(Records from a data collection)
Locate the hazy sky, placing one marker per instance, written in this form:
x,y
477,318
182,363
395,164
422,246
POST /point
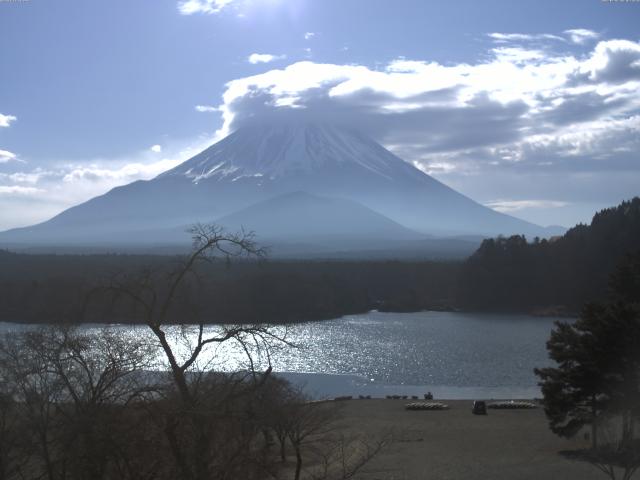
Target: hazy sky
x,y
530,107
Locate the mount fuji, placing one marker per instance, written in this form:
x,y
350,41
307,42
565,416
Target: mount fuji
x,y
304,183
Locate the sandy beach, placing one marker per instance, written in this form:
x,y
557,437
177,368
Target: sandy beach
x,y
454,444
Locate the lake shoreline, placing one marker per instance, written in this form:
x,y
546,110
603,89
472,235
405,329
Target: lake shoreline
x,y
454,444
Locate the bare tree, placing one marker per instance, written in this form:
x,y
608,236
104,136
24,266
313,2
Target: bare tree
x,y
198,415
67,390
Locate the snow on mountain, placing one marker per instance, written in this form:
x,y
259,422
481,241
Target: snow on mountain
x,y
261,162
271,152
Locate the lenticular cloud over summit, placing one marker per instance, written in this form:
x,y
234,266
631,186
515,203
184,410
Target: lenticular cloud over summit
x,y
525,104
355,194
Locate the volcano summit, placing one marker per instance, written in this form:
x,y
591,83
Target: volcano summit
x,y
303,184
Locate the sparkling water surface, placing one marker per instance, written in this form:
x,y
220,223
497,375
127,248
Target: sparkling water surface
x,y
465,354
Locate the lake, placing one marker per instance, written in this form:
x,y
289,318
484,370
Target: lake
x,y
453,355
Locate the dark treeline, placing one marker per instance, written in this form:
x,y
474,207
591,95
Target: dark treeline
x,y
555,276
78,404
551,276
54,288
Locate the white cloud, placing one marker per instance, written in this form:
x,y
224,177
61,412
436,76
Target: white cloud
x,y
189,7
509,206
581,35
264,58
5,120
523,37
206,108
6,156
32,196
520,111
18,190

__Exercise instructions__.
Copy out the lines above in full and unaltered, apart from the pictures.

__Reply to the exercise__.
Locate the hazy sky, placing one marker per instance, written in this form:
x,y
477,318
182,363
395,164
422,246
POST /point
Target: hazy sky
x,y
530,107
Locate the mount fuji, placing one marker per instance, written in this form:
x,y
350,41
307,42
565,416
Target: mount fuji
x,y
304,183
Locate the sandy beach, placing one marker per instance, written in this form:
x,y
557,437
177,368
Target: sandy beach
x,y
454,444
Locate the lake shoreline, placing one marker per instance, written in this form:
x,y
546,110
603,89
472,235
405,329
Target: lake shoreline
x,y
454,444
Locate the bare tree, placing one marker per instance, written in this form:
x,y
608,236
104,136
24,266
313,2
Target: bare tree
x,y
198,415
67,390
Locate the snow on mountain, placing one marker per instance, written in this form:
x,y
259,422
481,241
Target: snow on mountain
x,y
261,162
271,152
Locate the lenticular cloud over summit, placing one marker per instance, written in this form:
x,y
234,266
631,186
515,203
184,410
Target: lenticular cloud over summit
x,y
525,104
355,194
Locate the volcano summit, placing one marker per instance, written in this form:
x,y
591,83
Target: volcano summit
x,y
303,184
Locate the sparkling water surface, placing one marker per instance, written in this form:
x,y
220,223
497,375
127,248
Target: sparkling water surface
x,y
465,354
Locate the lake, placing one marker per instance, written in this form:
x,y
289,318
484,370
Target: lake
x,y
453,355
Locate the dark treeline, placing one marker per instance, written in this form:
x,y
474,207
591,95
Target: dark treeline
x,y
555,276
78,404
551,276
54,288
Locate the white cloud, placing one marker per instance, written in this form:
x,y
224,177
61,412
436,76
Target: white cloud
x,y
189,7
509,206
581,35
264,58
5,120
523,37
206,108
6,156
32,196
520,111
18,190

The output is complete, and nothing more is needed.